* [WORK INSTRUCTION 1]:
Answer these from the entries on Pittsburgh-area legends and hauntings:
(a) In what year was a writ for an independent Pittsylvania presented to the Second Continental Congress?
(b) According to the Point State Park entry, which troops did a patrolling cop see in a ghostly battle?
(c) How did a spirit at Propel School answer questions, by the Pittsburgh Paranormal Society's account?
* [WORK INSTRUCTION 2]:
Write out the part of the entries on Pittsburgh-area legends starting with "PROPEL SCHOOL (Homestead, Allegheny" and going on through "September 12, 2010)", word for word.

There's also alleged to be some ghostly shenanigans that happen in the ticket office, but they pale compared to the antics of the phantom posse working the building.  A recent study has recommended that the building's operators, Point Park University, bring its' theater company back to its' downtown campus.  If Point Park listens to the experts, the spooks may be playing to an empty house soon. EDIT - the school is moving its theater department downtown.  No word yet on what the fate of the Pittsburgh Playhouse will be after the thespians return to PPU's Golden Triangle campus.  Obiwan's Paranormal Page & Dread Central

PITTSYLVANIA (Regional) The legendary state of Pittsylvania, sometimes called Westsylvania, was just a Congressional vote away from becoming a reality back in the day. According to historian George Swetnam, "In March, 1759, less than half a year after Forbes had taken Fort Duquesne and named it Pittsburgh, a letter from New Jersey to the Maryland Gazette reported a movement for application to the Crown . . . 'to settle a New Colony on the Ohio, by the name Pittsylvania.'" It was to include southwestern Pennsylvania, the western panhandle of Maryland, nearly all of what is now West Virginia, a bit of what is now Virginia, and a small part of eastern Kentucky. The king nixed that petition, but the settlers didn't give up. They were the western frontier then, and believed that their interests were being snubbed by the city fops back East. A writ for the creation of an independent Pittsylvania was presented to the Second Continental Congress in 1775. But the Revolutionary War broke out shortly afterwards, and in the name of national unity, Congress chose to ignore their request, much the same as politicians do with citizen requests today.  The whole history of the region is written by George Swetnam in Pittsylvania Country.   Westsylvania - Wikipedia

POINT STATE PARK/FORT PITT (The Point, Pittsburgh): Point State Park is built on the site of the old Fort Pitt, and the museum is built over its' blockhouse, inside the outline of the walls. The battle of Grant's Hill was fought here during the French and Indian Wars. One cop on patrol at the Park saw a ghostly battle between Highlander troops and the French with their Indian cohorts. Other police and the homeless that roam the Park have seen mists, frontiersmen, and Indians. Some say even George Washington has put in an appearance. Strange sounds have been heard in, and objects have disappeared from, the museum. Guards have seen people on their monitors that aren't there when they check in person. Old bones have just recently been dug up during the Park's recent renovation. The ghosts don't seem too fond of the French & Indian war reenactors that perform there, either. One was murdered at the park in the 1970's. The Shadowlands

PROPEL SCHOOL (Homestead, Allegheny County) A cafeteria worker at the Tenth Avenue charter school across from the old Homestead Works smokestacks claimed the building was haunted. The  Pittsburgh Paranormal Society captured audio evidence of a spirit answering questions by knocking. (Our Strange World "Haunting Season In Pennsylvania" September 12, 2010)

* [DATASET CONTENT]:
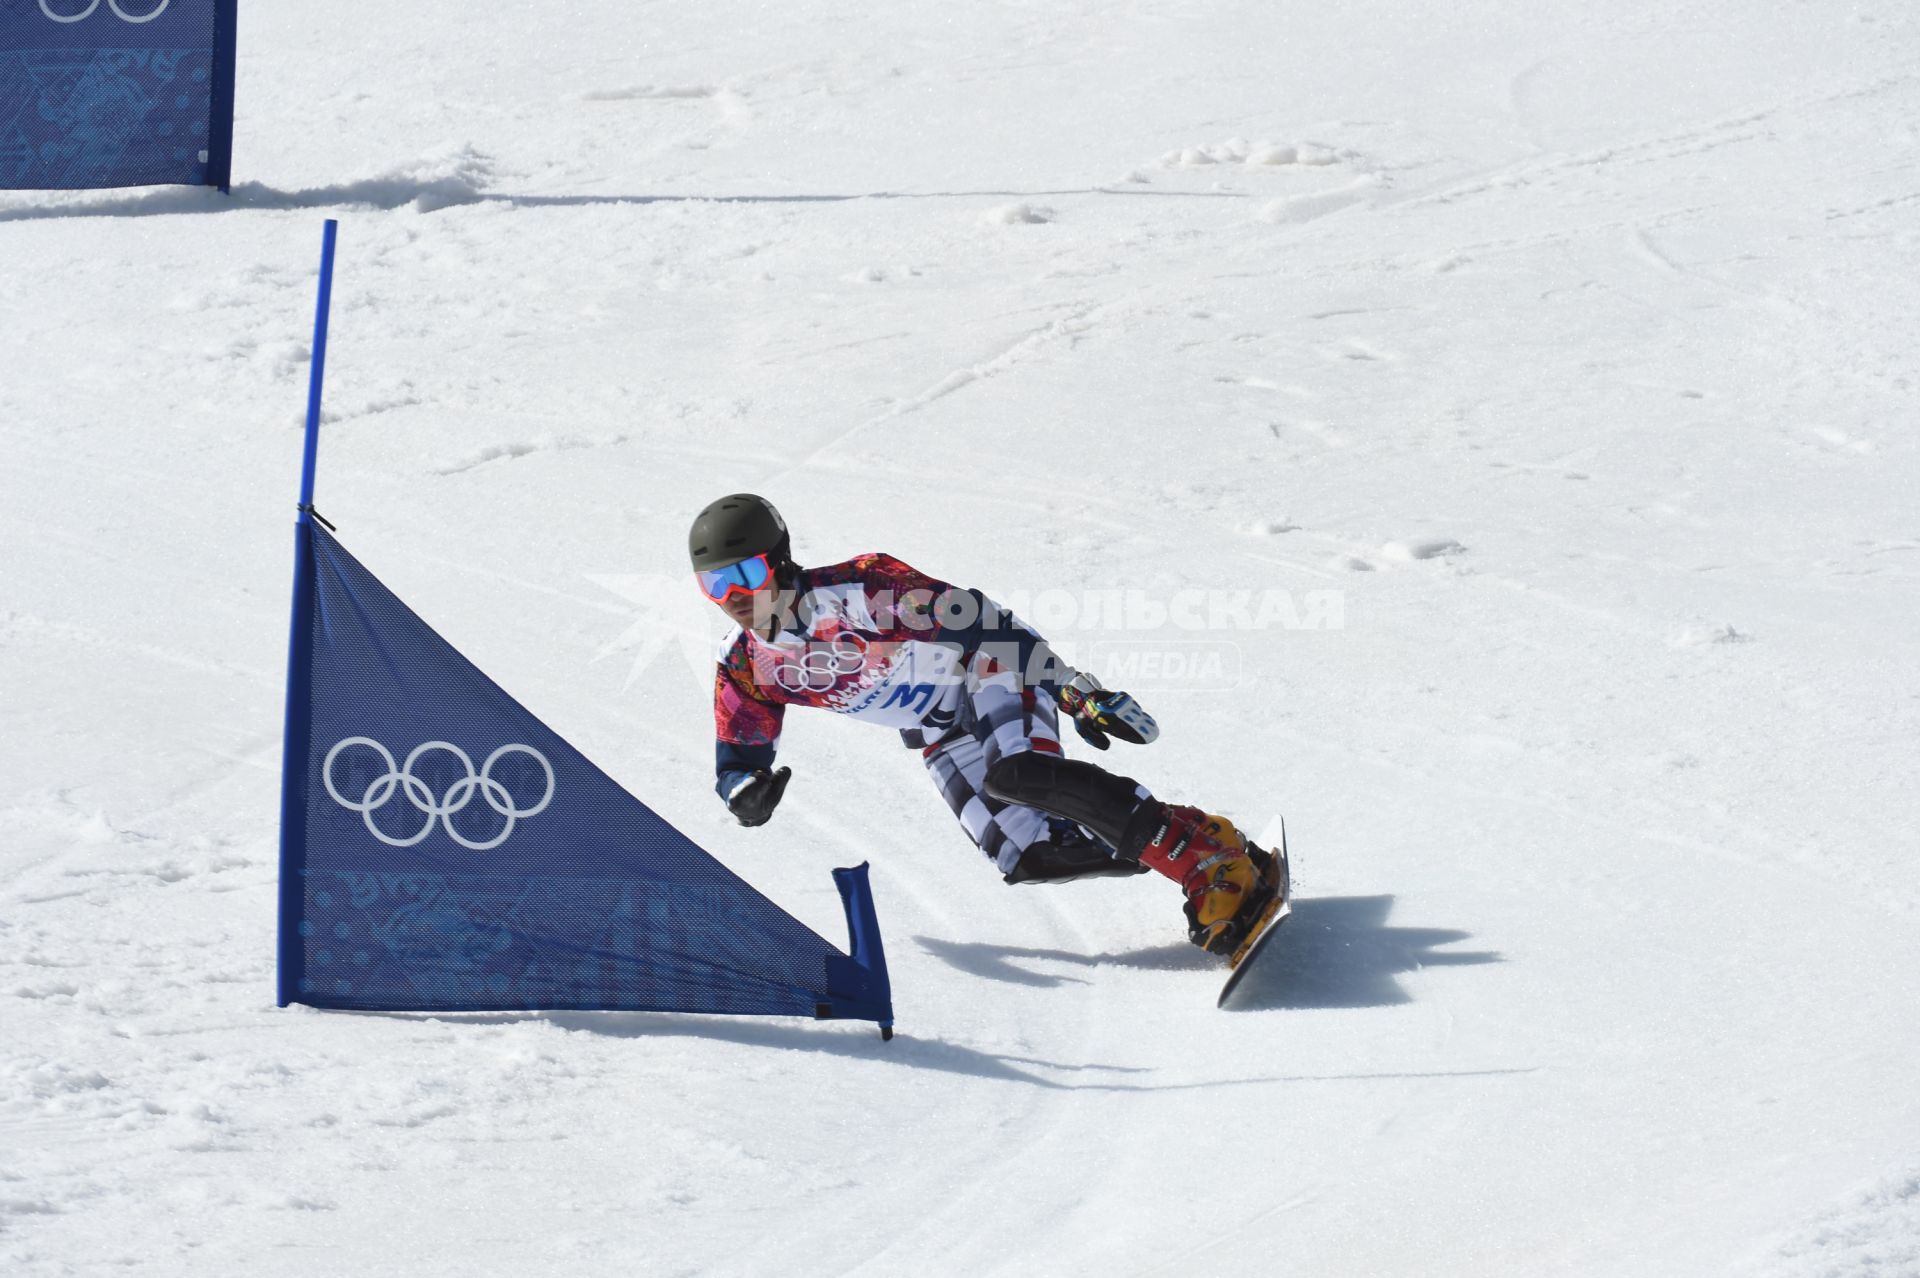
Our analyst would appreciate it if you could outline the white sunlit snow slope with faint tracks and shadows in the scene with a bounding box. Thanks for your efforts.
[0,0,1920,1278]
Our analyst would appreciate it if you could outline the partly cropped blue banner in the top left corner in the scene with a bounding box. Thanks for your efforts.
[0,0,238,190]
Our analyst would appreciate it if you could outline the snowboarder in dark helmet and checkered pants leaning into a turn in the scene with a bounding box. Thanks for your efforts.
[687,493,1281,956]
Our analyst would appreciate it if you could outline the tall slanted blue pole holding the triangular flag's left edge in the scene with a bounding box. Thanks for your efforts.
[275,219,340,1007]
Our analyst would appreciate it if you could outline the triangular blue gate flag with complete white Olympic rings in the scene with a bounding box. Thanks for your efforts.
[280,522,893,1023]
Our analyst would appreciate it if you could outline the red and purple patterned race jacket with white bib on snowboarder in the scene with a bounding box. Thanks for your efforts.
[714,555,1071,794]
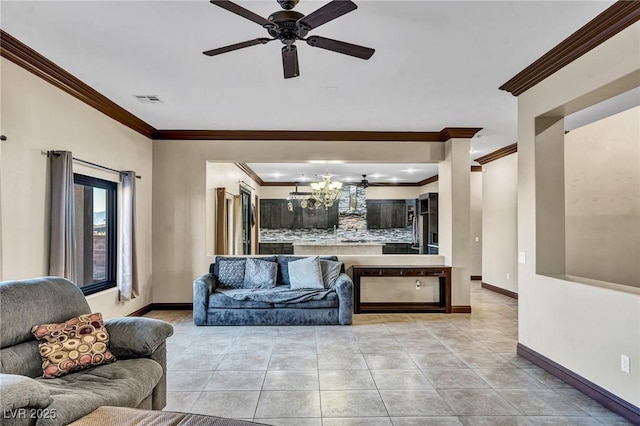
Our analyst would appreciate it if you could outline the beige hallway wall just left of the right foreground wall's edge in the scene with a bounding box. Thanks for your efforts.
[482,154,518,293]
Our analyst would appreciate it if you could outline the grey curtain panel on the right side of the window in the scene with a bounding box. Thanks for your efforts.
[118,171,140,301]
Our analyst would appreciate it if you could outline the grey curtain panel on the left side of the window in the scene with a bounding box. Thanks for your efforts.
[49,151,78,282]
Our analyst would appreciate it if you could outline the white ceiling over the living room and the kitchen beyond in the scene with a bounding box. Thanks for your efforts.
[0,0,613,185]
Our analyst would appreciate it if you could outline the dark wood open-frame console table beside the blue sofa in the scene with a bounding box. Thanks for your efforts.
[352,265,451,314]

* [RESPONSE BOX 1]:
(a) 1775
(b) Highlander troops and the French with their Indian cohorts
(c) By knocking

* [RESPONSE BOX 2]:
PROPEL SCHOOL (Homestead, Allegheny County) A cafeteria worker at the Tenth Avenue charter school across from the old Homestead Works smokestacks claimed the building was haunted. The  Pittsburgh Paranormal Society captured audio evidence of a spirit answering questions by knocking. (Our Strange World "Haunting Season In Pennsylvania" September 12, 2010)